■ **GOAL**: Reproduce the listing below in its entirety. Change nothing.
## Begin GIVEN DATA
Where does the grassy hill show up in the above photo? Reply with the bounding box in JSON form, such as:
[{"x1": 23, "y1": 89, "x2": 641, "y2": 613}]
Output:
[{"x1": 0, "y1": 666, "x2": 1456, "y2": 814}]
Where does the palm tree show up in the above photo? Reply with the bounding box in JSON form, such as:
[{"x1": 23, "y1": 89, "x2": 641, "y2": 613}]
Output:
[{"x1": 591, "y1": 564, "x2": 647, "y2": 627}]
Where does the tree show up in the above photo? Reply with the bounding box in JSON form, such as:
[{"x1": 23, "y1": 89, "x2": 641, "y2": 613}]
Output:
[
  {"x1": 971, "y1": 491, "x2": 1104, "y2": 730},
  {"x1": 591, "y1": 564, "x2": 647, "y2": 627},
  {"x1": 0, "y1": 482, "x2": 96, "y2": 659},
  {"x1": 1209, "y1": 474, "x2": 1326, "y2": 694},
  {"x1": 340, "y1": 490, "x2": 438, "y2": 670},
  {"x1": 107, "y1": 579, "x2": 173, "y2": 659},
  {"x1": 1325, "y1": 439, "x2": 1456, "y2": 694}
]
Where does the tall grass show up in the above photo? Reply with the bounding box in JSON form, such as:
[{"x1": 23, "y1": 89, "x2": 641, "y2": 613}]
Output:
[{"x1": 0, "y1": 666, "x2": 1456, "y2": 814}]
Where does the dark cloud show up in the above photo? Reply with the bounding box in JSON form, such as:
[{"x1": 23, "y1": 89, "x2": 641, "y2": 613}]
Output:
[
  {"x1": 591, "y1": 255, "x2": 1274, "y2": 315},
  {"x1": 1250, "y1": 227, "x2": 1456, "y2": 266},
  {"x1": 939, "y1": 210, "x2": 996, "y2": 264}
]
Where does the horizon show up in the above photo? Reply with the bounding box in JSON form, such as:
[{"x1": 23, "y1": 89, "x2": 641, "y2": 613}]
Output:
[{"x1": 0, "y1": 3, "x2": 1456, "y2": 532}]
## End GIVEN DATA
■ **TASK ANSWER**:
Where does the grassy hill show up in the above photo? Reply with the bounding box in JSON form, such as:
[{"x1": 23, "y1": 89, "x2": 641, "y2": 613}]
Output:
[{"x1": 0, "y1": 666, "x2": 1456, "y2": 814}]
Where does the palm tree show up in the above photo? Reply with the bounding box in JSON form, such as:
[{"x1": 23, "y1": 89, "x2": 641, "y2": 613}]
Output:
[{"x1": 591, "y1": 564, "x2": 647, "y2": 627}]
Where does the tree show up in the above photo? Reply with the bounding box in JSON form, such as:
[{"x1": 23, "y1": 89, "x2": 641, "y2": 613}]
Output:
[
  {"x1": 971, "y1": 491, "x2": 1104, "y2": 730},
  {"x1": 591, "y1": 564, "x2": 647, "y2": 627},
  {"x1": 0, "y1": 482, "x2": 96, "y2": 659},
  {"x1": 1209, "y1": 474, "x2": 1326, "y2": 694},
  {"x1": 340, "y1": 490, "x2": 438, "y2": 670},
  {"x1": 107, "y1": 579, "x2": 173, "y2": 659},
  {"x1": 1325, "y1": 439, "x2": 1456, "y2": 694}
]
Where does the tall grass show up in the above photo? Reply with the bounding box in JSON form, such as:
[{"x1": 23, "y1": 89, "x2": 641, "y2": 613}]
Output:
[{"x1": 0, "y1": 666, "x2": 1456, "y2": 814}]
Where does the dark cloud show up in the above photo? Reply with the bounding box in JSON form, such as:
[{"x1": 23, "y1": 89, "x2": 641, "y2": 613}]
Output:
[
  {"x1": 591, "y1": 255, "x2": 1274, "y2": 315},
  {"x1": 1250, "y1": 227, "x2": 1456, "y2": 266},
  {"x1": 939, "y1": 210, "x2": 996, "y2": 264}
]
Where does the horizon show up in the above photo? Reply with the bounding box in JSON form, such as:
[{"x1": 23, "y1": 89, "x2": 641, "y2": 613}]
Output:
[{"x1": 0, "y1": 3, "x2": 1456, "y2": 532}]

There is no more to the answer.